■ **Data shown**:
------------------------------------------------------------------------

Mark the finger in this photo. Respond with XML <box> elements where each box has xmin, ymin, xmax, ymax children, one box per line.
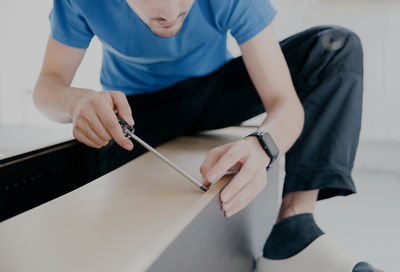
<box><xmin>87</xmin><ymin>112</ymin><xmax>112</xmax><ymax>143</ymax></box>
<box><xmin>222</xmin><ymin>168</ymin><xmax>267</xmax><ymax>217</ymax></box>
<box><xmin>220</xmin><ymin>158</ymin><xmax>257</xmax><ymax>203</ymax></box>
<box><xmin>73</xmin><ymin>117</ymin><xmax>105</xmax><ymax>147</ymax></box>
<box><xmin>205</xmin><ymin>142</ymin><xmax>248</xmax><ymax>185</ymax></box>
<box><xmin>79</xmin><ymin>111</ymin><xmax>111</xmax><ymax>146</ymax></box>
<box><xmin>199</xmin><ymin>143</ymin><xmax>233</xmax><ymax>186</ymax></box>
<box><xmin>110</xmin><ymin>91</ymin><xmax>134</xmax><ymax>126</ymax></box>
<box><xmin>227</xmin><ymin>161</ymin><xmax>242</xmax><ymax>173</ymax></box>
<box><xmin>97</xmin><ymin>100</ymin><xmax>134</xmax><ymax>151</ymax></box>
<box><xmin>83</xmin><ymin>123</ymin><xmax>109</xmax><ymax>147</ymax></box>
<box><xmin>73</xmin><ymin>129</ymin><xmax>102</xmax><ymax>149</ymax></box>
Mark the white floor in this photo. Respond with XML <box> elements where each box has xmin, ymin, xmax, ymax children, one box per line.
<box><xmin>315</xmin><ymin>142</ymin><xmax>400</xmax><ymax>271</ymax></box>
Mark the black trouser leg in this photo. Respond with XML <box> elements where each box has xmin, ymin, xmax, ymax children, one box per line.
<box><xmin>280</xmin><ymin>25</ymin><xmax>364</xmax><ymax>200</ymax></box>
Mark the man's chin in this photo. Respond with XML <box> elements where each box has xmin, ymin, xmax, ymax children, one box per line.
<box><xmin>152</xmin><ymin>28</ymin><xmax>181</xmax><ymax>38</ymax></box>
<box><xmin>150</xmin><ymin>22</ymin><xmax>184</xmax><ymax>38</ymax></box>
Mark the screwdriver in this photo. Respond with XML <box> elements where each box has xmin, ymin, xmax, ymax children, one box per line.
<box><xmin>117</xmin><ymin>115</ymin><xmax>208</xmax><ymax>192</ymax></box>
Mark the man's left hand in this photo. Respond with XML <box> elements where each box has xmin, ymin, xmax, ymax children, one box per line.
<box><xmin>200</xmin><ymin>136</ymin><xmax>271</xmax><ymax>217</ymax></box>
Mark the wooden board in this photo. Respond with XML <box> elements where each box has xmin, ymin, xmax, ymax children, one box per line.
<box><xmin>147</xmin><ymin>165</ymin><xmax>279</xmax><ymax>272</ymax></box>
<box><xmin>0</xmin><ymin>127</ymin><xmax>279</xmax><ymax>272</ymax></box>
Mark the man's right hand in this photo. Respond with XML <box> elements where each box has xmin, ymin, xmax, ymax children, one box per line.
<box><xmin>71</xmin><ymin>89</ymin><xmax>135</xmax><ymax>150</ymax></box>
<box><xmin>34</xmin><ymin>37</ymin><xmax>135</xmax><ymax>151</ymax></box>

------------------------------------------------------------------------

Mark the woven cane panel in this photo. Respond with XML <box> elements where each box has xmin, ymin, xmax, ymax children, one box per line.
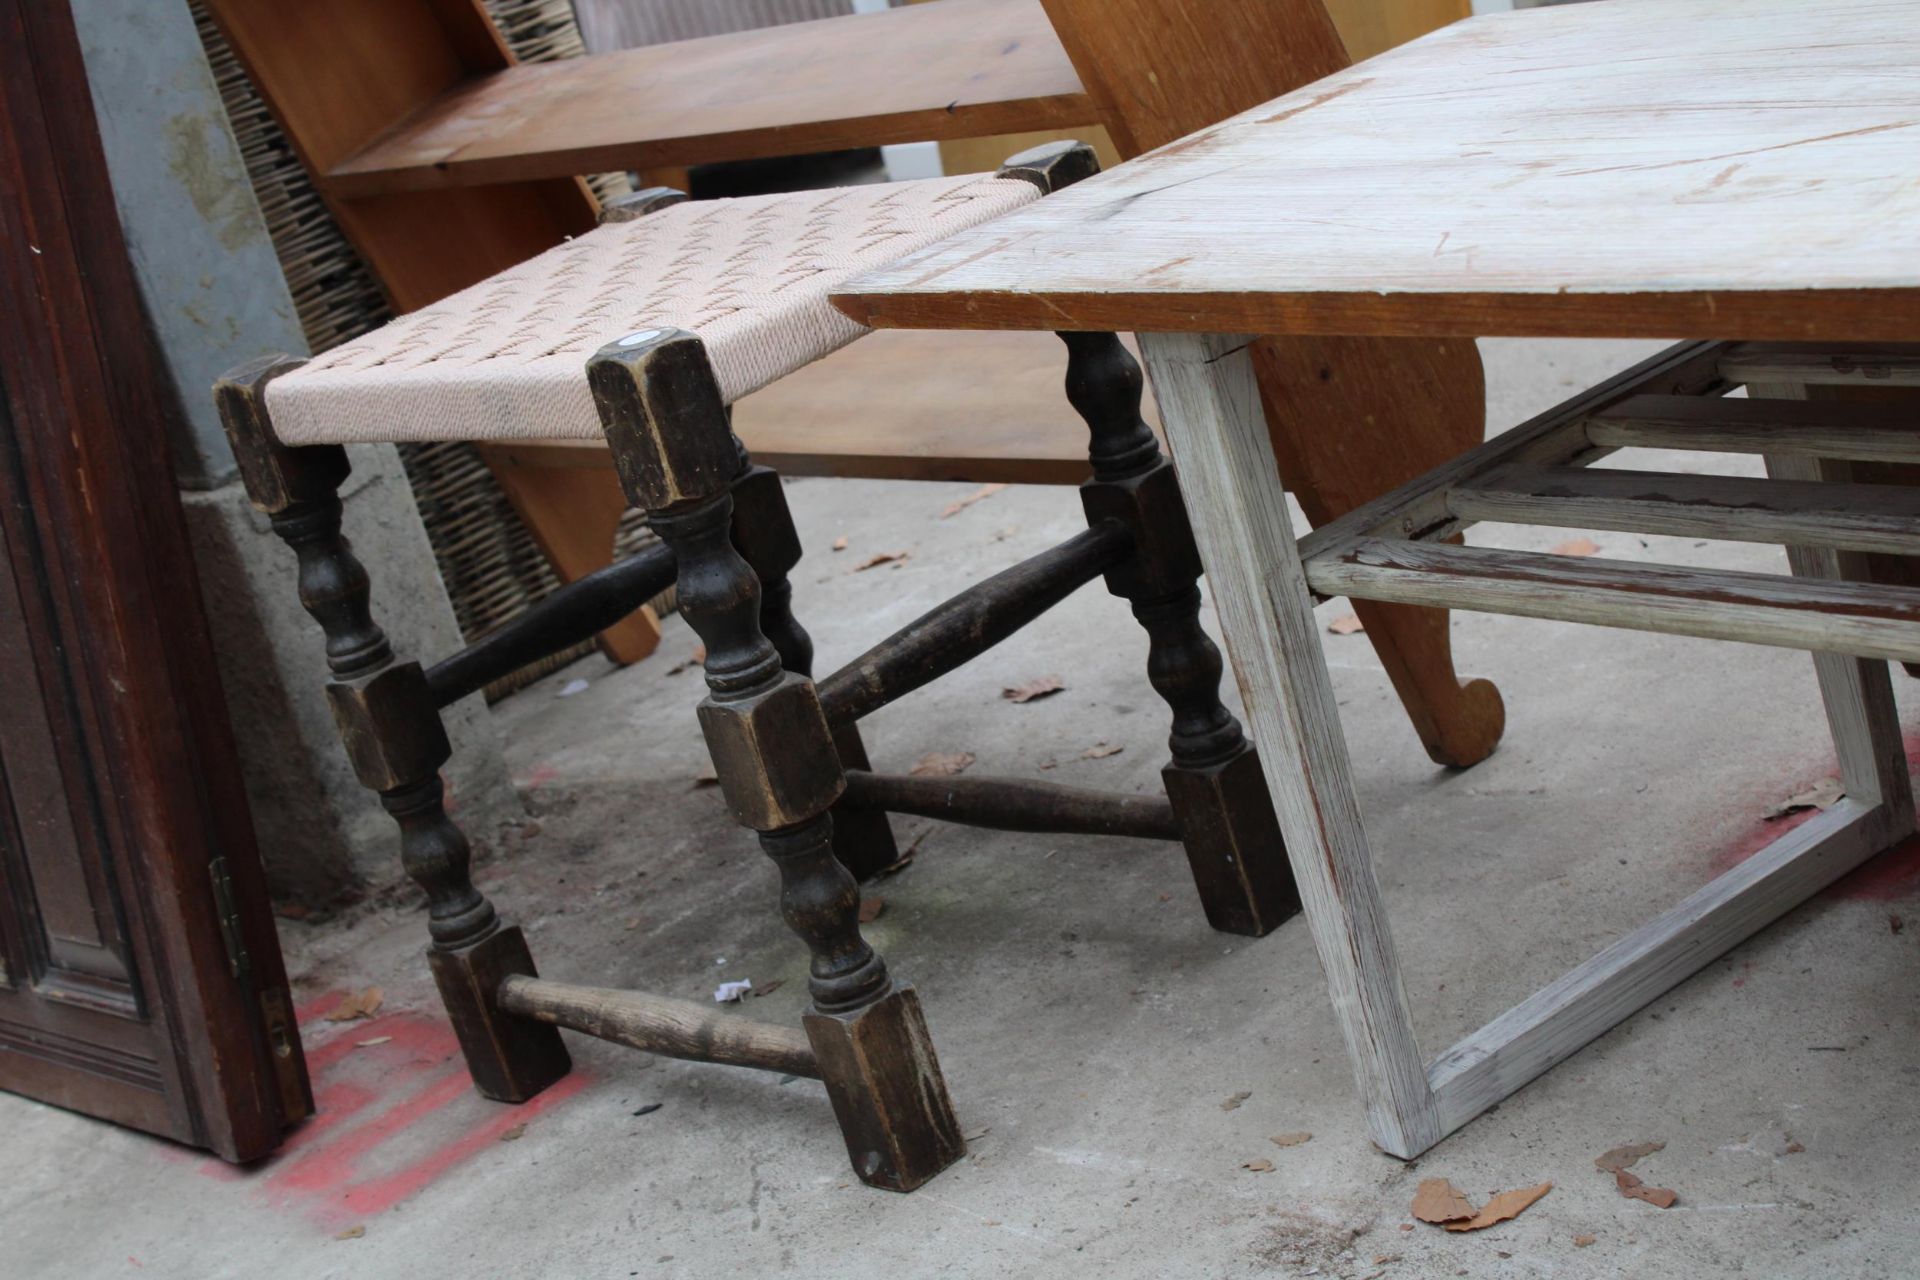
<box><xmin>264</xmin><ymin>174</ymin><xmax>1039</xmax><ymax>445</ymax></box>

------------------------------------------------------------------------

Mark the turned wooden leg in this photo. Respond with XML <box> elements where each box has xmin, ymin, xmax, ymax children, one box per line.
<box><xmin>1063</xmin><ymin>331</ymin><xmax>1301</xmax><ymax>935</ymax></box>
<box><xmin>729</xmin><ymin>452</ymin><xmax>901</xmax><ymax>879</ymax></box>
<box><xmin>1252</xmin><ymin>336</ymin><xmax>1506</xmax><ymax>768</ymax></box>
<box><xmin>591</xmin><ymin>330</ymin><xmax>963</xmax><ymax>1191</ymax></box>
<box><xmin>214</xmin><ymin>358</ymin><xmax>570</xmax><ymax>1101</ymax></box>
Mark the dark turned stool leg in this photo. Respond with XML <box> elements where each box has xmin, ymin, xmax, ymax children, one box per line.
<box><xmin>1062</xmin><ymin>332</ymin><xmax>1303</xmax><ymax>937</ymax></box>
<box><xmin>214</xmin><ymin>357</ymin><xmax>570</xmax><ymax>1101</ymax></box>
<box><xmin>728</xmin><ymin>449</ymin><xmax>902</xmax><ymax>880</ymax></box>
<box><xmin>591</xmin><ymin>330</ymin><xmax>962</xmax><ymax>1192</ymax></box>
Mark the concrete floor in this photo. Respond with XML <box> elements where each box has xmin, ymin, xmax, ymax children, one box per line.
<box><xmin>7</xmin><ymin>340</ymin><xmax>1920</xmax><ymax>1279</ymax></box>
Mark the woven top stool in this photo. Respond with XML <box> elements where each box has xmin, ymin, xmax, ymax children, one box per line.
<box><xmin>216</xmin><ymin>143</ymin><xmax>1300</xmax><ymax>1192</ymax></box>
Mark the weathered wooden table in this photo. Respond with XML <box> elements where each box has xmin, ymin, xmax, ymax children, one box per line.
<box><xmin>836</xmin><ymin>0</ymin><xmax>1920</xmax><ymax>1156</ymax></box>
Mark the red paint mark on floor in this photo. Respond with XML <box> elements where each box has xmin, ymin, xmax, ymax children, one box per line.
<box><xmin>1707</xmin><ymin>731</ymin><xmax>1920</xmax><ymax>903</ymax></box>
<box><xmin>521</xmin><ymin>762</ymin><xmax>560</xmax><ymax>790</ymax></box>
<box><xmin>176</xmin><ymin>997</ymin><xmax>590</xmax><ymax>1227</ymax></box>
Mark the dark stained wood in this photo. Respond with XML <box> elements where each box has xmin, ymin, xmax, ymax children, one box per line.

------------------------------------------------------------------------

■ **Task prompt**:
All that belongs in your answer is the stretch of entries above from the line with "Mark the woven top" through the line with "Mark the dark stained", printed exactly.

■ **Output**:
Mark the woven top stool in this photo. Respond with XML <box> elements where each box has xmin, ymin, xmax, ymax children, one box per line.
<box><xmin>216</xmin><ymin>143</ymin><xmax>1300</xmax><ymax>1192</ymax></box>
Mark the weathered wooden table in this photo. Respond with XML <box> elements where each box has xmin, ymin, xmax, ymax children, one box per line.
<box><xmin>836</xmin><ymin>0</ymin><xmax>1920</xmax><ymax>1156</ymax></box>
Mark the red paint mark on floor in this photo. Respond with XML <box> elements where each box has xmin, ymin, xmax, ymax children, one box per line.
<box><xmin>1707</xmin><ymin>731</ymin><xmax>1920</xmax><ymax>903</ymax></box>
<box><xmin>521</xmin><ymin>762</ymin><xmax>560</xmax><ymax>790</ymax></box>
<box><xmin>176</xmin><ymin>997</ymin><xmax>590</xmax><ymax>1227</ymax></box>
Mark the dark stained wood in this photo. Respond with XML <box> elements where each box has xmin, ymin, xmax, ymax children, one box per line.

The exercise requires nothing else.